--- Begin ENTRIES ---
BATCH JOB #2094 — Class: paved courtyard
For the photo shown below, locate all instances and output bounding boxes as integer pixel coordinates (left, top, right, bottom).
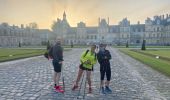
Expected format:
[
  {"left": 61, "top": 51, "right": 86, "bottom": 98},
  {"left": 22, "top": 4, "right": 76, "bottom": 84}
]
[{"left": 0, "top": 48, "right": 170, "bottom": 100}]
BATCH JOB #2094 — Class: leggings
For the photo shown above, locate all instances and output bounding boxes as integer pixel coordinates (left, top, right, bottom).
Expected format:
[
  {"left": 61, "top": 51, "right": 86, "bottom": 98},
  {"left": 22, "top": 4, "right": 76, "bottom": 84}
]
[{"left": 100, "top": 64, "right": 111, "bottom": 81}]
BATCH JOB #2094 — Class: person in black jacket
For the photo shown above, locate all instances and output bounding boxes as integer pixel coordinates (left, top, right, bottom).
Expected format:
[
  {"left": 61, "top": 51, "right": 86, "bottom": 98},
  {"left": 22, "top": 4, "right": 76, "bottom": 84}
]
[
  {"left": 49, "top": 41, "right": 64, "bottom": 92},
  {"left": 97, "top": 44, "right": 112, "bottom": 94}
]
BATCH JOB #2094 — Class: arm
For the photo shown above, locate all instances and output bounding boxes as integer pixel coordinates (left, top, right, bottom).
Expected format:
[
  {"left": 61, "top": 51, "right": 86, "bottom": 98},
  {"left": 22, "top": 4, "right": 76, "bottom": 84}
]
[
  {"left": 80, "top": 51, "right": 87, "bottom": 63},
  {"left": 107, "top": 50, "right": 112, "bottom": 60}
]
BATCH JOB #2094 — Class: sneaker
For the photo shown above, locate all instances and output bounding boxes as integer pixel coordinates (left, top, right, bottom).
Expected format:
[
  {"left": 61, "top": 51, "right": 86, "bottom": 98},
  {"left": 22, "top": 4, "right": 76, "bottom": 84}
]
[
  {"left": 55, "top": 88, "right": 64, "bottom": 93},
  {"left": 72, "top": 85, "right": 78, "bottom": 91},
  {"left": 89, "top": 87, "right": 92, "bottom": 93},
  {"left": 100, "top": 87, "right": 106, "bottom": 94},
  {"left": 105, "top": 86, "right": 112, "bottom": 93},
  {"left": 54, "top": 85, "right": 62, "bottom": 89}
]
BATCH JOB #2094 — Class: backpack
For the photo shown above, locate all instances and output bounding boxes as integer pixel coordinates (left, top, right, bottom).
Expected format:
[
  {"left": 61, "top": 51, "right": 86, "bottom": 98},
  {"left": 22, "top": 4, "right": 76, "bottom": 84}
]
[
  {"left": 83, "top": 50, "right": 97, "bottom": 60},
  {"left": 48, "top": 47, "right": 53, "bottom": 58}
]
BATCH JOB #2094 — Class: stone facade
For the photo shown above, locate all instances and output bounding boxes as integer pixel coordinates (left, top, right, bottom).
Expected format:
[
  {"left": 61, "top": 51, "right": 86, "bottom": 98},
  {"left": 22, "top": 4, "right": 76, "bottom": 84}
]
[
  {"left": 53, "top": 12, "right": 170, "bottom": 45},
  {"left": 0, "top": 12, "right": 170, "bottom": 47}
]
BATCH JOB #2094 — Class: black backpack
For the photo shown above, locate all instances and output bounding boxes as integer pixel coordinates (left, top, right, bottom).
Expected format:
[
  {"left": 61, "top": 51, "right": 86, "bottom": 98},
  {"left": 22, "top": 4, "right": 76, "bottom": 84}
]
[
  {"left": 48, "top": 47, "right": 53, "bottom": 58},
  {"left": 84, "top": 50, "right": 97, "bottom": 60}
]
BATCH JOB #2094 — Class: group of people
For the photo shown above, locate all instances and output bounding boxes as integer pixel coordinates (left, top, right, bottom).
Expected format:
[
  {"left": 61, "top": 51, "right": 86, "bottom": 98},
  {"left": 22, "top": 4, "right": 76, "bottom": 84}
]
[{"left": 49, "top": 41, "right": 112, "bottom": 94}]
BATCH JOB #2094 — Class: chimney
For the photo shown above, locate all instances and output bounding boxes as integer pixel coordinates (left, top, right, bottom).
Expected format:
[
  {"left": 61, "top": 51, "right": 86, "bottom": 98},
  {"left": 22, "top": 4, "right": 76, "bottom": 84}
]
[
  {"left": 98, "top": 17, "right": 100, "bottom": 26},
  {"left": 107, "top": 17, "right": 109, "bottom": 26},
  {"left": 138, "top": 21, "right": 140, "bottom": 25},
  {"left": 21, "top": 24, "right": 24, "bottom": 29},
  {"left": 166, "top": 14, "right": 168, "bottom": 18}
]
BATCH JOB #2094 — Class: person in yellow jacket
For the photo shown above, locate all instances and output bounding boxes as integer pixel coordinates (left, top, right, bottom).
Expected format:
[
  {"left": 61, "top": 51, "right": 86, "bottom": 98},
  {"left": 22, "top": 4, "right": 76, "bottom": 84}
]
[{"left": 72, "top": 45, "right": 97, "bottom": 93}]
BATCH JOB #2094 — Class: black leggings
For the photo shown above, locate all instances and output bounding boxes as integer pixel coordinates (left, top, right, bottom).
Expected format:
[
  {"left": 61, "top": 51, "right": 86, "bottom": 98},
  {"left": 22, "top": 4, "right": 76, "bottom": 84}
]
[{"left": 100, "top": 64, "right": 111, "bottom": 81}]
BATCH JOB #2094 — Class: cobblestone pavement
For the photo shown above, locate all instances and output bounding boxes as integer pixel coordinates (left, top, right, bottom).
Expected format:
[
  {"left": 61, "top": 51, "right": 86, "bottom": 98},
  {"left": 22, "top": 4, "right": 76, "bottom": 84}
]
[{"left": 0, "top": 48, "right": 170, "bottom": 100}]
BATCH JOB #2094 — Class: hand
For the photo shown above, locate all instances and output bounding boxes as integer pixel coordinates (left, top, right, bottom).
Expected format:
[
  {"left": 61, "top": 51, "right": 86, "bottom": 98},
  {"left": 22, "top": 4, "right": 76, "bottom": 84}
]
[
  {"left": 85, "top": 60, "right": 91, "bottom": 64},
  {"left": 58, "top": 61, "right": 63, "bottom": 64}
]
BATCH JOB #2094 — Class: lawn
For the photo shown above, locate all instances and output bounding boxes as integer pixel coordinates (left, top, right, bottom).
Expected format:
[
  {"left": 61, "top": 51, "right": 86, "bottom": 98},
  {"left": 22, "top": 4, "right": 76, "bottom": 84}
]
[
  {"left": 120, "top": 49, "right": 170, "bottom": 76},
  {"left": 142, "top": 49, "right": 170, "bottom": 58},
  {"left": 0, "top": 48, "right": 45, "bottom": 62}
]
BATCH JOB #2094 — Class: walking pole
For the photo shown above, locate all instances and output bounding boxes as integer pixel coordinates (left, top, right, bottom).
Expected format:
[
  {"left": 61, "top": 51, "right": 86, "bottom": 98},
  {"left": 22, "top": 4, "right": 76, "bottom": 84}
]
[
  {"left": 61, "top": 63, "right": 65, "bottom": 92},
  {"left": 83, "top": 73, "right": 87, "bottom": 99},
  {"left": 77, "top": 72, "right": 84, "bottom": 99}
]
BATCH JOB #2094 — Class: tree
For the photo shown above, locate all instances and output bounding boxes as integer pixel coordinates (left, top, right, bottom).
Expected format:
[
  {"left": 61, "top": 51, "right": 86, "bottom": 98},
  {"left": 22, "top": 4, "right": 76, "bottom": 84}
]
[
  {"left": 71, "top": 41, "right": 73, "bottom": 48},
  {"left": 141, "top": 40, "right": 146, "bottom": 50},
  {"left": 47, "top": 40, "right": 51, "bottom": 50},
  {"left": 126, "top": 41, "right": 129, "bottom": 48},
  {"left": 18, "top": 41, "right": 21, "bottom": 47}
]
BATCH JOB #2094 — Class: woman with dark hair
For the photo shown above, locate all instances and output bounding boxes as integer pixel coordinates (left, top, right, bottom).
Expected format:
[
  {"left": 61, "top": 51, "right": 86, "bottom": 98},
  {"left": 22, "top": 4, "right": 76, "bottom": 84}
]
[
  {"left": 72, "top": 45, "right": 97, "bottom": 93},
  {"left": 97, "top": 44, "right": 112, "bottom": 94}
]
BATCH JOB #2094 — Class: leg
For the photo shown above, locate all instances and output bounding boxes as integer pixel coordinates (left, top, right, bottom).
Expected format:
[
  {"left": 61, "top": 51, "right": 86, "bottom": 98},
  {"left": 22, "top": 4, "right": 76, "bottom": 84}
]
[
  {"left": 75, "top": 68, "right": 83, "bottom": 86},
  {"left": 106, "top": 66, "right": 111, "bottom": 87},
  {"left": 86, "top": 71, "right": 92, "bottom": 93},
  {"left": 105, "top": 66, "right": 112, "bottom": 93},
  {"left": 53, "top": 71, "right": 57, "bottom": 85},
  {"left": 100, "top": 65, "right": 105, "bottom": 87},
  {"left": 86, "top": 71, "right": 91, "bottom": 88},
  {"left": 56, "top": 72, "right": 61, "bottom": 86}
]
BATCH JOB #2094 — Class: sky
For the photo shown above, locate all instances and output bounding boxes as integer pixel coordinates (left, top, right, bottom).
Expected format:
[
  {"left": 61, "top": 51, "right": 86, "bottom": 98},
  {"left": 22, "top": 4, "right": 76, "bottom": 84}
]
[{"left": 0, "top": 0, "right": 170, "bottom": 29}]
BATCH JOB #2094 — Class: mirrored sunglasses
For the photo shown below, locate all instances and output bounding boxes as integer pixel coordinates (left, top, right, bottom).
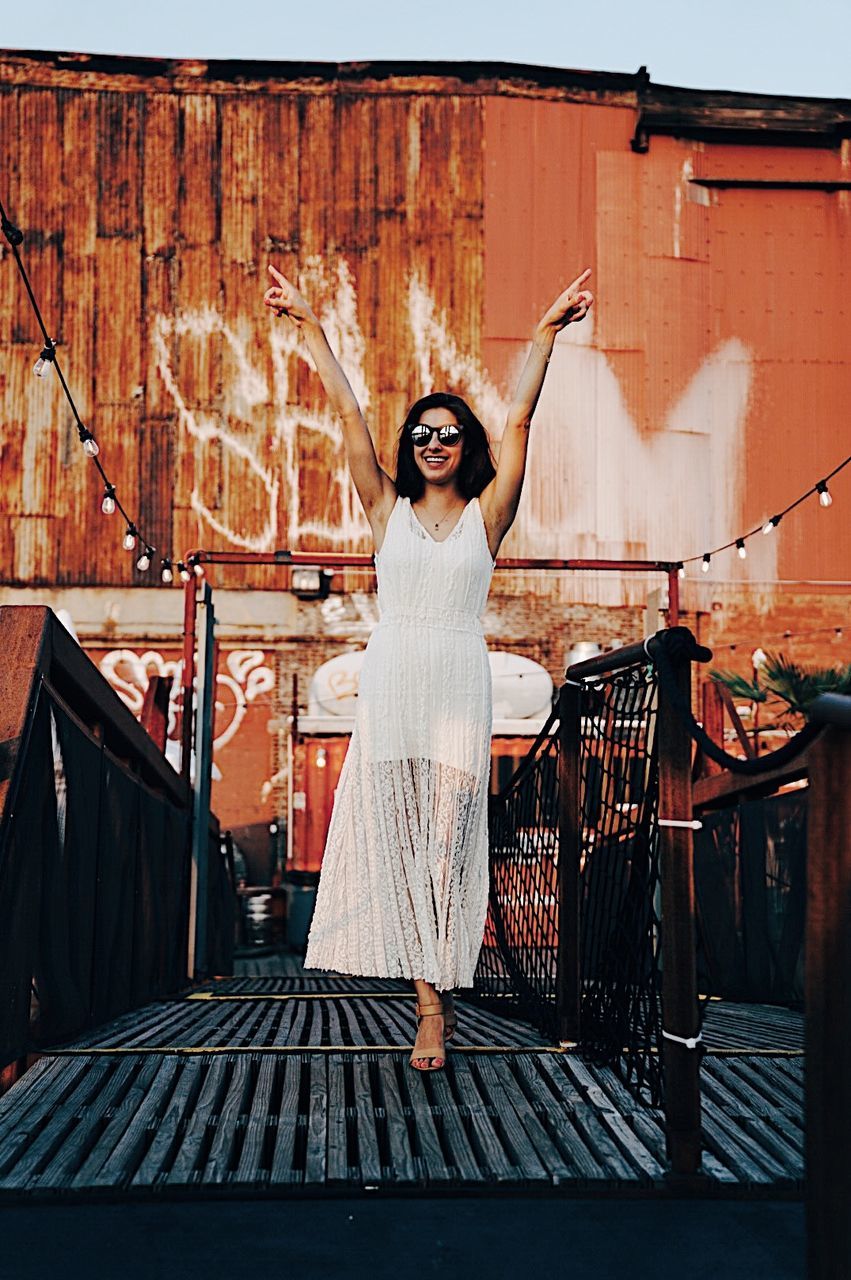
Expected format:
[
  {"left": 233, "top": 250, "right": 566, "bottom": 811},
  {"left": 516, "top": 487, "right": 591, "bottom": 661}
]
[{"left": 408, "top": 422, "right": 463, "bottom": 449}]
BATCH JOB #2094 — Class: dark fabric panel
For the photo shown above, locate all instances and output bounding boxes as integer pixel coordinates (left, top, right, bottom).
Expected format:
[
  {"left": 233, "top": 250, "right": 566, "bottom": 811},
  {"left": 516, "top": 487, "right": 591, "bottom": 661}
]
[
  {"left": 163, "top": 805, "right": 192, "bottom": 992},
  {"left": 695, "top": 790, "right": 807, "bottom": 1005},
  {"left": 132, "top": 791, "right": 171, "bottom": 1004},
  {"left": 0, "top": 698, "right": 56, "bottom": 1066},
  {"left": 207, "top": 836, "right": 235, "bottom": 974},
  {"left": 36, "top": 703, "right": 101, "bottom": 1044},
  {"left": 92, "top": 753, "right": 141, "bottom": 1023}
]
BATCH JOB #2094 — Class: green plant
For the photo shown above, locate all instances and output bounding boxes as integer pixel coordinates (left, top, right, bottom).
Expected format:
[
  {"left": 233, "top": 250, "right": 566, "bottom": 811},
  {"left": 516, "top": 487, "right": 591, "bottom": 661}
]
[{"left": 709, "top": 653, "right": 851, "bottom": 728}]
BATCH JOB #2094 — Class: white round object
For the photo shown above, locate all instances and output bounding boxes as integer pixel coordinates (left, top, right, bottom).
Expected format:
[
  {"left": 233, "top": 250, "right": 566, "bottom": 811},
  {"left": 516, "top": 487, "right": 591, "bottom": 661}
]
[
  {"left": 488, "top": 650, "right": 553, "bottom": 719},
  {"left": 307, "top": 649, "right": 366, "bottom": 716},
  {"left": 308, "top": 649, "right": 553, "bottom": 719}
]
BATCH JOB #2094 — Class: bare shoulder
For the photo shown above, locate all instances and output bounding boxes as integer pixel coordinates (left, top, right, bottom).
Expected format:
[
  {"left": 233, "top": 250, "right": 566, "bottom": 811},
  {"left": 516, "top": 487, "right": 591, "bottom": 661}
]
[
  {"left": 366, "top": 471, "right": 398, "bottom": 552},
  {"left": 479, "top": 476, "right": 501, "bottom": 559}
]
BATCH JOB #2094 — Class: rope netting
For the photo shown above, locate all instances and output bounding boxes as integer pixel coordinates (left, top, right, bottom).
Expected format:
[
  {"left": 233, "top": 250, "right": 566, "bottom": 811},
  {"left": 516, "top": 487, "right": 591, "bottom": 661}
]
[
  {"left": 475, "top": 662, "right": 685, "bottom": 1103},
  {"left": 475, "top": 709, "right": 559, "bottom": 1036},
  {"left": 578, "top": 663, "right": 662, "bottom": 1103}
]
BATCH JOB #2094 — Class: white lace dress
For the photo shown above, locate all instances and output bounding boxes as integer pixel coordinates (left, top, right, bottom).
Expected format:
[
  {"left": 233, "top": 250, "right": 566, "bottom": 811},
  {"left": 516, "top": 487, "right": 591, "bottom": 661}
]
[{"left": 305, "top": 498, "right": 494, "bottom": 991}]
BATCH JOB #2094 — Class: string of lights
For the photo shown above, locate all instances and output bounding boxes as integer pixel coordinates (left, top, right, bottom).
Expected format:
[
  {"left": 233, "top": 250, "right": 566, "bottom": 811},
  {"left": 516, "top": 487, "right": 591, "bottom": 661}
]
[
  {"left": 677, "top": 453, "right": 851, "bottom": 577},
  {"left": 0, "top": 201, "right": 203, "bottom": 585},
  {"left": 0, "top": 192, "right": 851, "bottom": 591},
  {"left": 712, "top": 625, "right": 846, "bottom": 653}
]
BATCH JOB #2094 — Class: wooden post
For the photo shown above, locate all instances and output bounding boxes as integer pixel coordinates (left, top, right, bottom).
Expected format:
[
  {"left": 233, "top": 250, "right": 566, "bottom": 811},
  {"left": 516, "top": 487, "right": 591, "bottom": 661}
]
[
  {"left": 656, "top": 662, "right": 700, "bottom": 1176},
  {"left": 805, "top": 727, "right": 851, "bottom": 1280},
  {"left": 555, "top": 684, "right": 582, "bottom": 1043},
  {"left": 188, "top": 581, "right": 216, "bottom": 978}
]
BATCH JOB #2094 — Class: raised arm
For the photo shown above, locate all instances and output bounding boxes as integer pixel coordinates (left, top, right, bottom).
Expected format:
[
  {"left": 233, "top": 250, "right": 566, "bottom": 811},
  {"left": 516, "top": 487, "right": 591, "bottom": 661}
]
[
  {"left": 264, "top": 265, "right": 395, "bottom": 522},
  {"left": 480, "top": 268, "right": 594, "bottom": 554}
]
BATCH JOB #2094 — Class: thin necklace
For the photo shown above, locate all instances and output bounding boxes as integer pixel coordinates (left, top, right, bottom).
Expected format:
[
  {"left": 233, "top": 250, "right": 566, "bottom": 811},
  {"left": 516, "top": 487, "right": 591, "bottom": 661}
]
[{"left": 417, "top": 494, "right": 458, "bottom": 529}]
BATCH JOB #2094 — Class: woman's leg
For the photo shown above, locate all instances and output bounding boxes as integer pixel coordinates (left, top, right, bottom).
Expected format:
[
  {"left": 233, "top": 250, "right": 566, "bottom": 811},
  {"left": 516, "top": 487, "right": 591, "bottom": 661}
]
[{"left": 411, "top": 978, "right": 445, "bottom": 1068}]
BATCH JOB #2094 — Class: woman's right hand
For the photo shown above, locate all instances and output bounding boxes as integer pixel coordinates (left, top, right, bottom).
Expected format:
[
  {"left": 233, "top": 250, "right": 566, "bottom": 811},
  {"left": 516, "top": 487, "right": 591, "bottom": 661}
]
[{"left": 264, "top": 262, "right": 317, "bottom": 328}]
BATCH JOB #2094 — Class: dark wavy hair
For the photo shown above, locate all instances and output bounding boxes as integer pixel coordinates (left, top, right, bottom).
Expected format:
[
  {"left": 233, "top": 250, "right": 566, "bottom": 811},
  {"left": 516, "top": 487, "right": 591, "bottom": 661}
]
[{"left": 395, "top": 392, "right": 497, "bottom": 502}]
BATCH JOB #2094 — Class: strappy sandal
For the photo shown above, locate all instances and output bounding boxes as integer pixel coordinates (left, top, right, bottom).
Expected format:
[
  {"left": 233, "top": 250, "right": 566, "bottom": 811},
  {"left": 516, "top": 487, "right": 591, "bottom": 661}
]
[
  {"left": 417, "top": 992, "right": 458, "bottom": 1043},
  {"left": 408, "top": 1000, "right": 447, "bottom": 1071},
  {"left": 443, "top": 992, "right": 458, "bottom": 1042}
]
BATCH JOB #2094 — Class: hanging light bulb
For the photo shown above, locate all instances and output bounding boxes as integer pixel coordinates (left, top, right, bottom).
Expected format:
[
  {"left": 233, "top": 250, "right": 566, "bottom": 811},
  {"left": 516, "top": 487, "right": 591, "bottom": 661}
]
[
  {"left": 79, "top": 426, "right": 100, "bottom": 458},
  {"left": 32, "top": 342, "right": 56, "bottom": 378}
]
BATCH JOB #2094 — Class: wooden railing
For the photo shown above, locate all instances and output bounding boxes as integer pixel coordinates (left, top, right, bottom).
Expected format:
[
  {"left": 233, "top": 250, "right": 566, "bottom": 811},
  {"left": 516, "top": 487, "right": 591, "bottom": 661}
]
[{"left": 0, "top": 607, "right": 233, "bottom": 1075}]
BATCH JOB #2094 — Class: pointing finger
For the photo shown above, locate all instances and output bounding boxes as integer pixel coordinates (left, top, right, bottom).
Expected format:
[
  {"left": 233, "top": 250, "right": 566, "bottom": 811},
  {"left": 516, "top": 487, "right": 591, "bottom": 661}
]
[{"left": 568, "top": 266, "right": 591, "bottom": 293}]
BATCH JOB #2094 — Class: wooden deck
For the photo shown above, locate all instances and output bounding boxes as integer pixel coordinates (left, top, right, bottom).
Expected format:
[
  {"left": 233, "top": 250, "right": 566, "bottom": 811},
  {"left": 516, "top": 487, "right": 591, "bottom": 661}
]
[{"left": 0, "top": 957, "right": 804, "bottom": 1201}]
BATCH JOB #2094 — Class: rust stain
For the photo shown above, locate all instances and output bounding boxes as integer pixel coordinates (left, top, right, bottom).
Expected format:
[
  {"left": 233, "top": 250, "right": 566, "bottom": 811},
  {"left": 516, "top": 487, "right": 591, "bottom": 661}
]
[{"left": 0, "top": 54, "right": 851, "bottom": 600}]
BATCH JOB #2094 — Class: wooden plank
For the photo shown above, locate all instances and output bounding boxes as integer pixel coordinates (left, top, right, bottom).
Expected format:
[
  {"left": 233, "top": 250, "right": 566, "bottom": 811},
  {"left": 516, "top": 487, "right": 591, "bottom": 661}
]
[
  {"left": 33, "top": 1059, "right": 138, "bottom": 1187},
  {"left": 430, "top": 1071, "right": 486, "bottom": 1181},
  {"left": 325, "top": 1053, "right": 348, "bottom": 1185},
  {"left": 694, "top": 748, "right": 811, "bottom": 813},
  {"left": 233, "top": 1053, "right": 277, "bottom": 1183},
  {"left": 87, "top": 1057, "right": 180, "bottom": 1187},
  {"left": 131, "top": 1057, "right": 206, "bottom": 1187},
  {"left": 704, "top": 1100, "right": 787, "bottom": 1181},
  {"left": 534, "top": 1057, "right": 635, "bottom": 1181},
  {"left": 202, "top": 1053, "right": 251, "bottom": 1184},
  {"left": 729, "top": 1059, "right": 804, "bottom": 1117},
  {"left": 378, "top": 1053, "right": 417, "bottom": 1183},
  {"left": 0, "top": 1062, "right": 111, "bottom": 1189},
  {"left": 0, "top": 1056, "right": 86, "bottom": 1146},
  {"left": 516, "top": 1055, "right": 605, "bottom": 1179},
  {"left": 473, "top": 1056, "right": 569, "bottom": 1179},
  {"left": 352, "top": 1053, "right": 381, "bottom": 1184},
  {"left": 555, "top": 684, "right": 582, "bottom": 1041},
  {"left": 703, "top": 1064, "right": 788, "bottom": 1117},
  {"left": 269, "top": 1056, "right": 302, "bottom": 1184},
  {"left": 164, "top": 1055, "right": 229, "bottom": 1187},
  {"left": 656, "top": 662, "right": 700, "bottom": 1176},
  {"left": 0, "top": 1059, "right": 88, "bottom": 1185},
  {"left": 449, "top": 1053, "right": 517, "bottom": 1181},
  {"left": 404, "top": 1070, "right": 450, "bottom": 1183},
  {"left": 305, "top": 1053, "right": 328, "bottom": 1183}
]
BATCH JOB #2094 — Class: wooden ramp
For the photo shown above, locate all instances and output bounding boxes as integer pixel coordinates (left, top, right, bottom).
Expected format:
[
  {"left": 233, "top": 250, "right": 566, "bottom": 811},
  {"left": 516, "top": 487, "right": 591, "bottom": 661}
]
[{"left": 0, "top": 959, "right": 804, "bottom": 1199}]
--- End ENTRIES ---
→ REQUIRED WORK
Count the lines in the records above that contain the string "black", treating uppercase and lowercase as different. Reply with the number alone.

→ SOLVED EXERCISE
3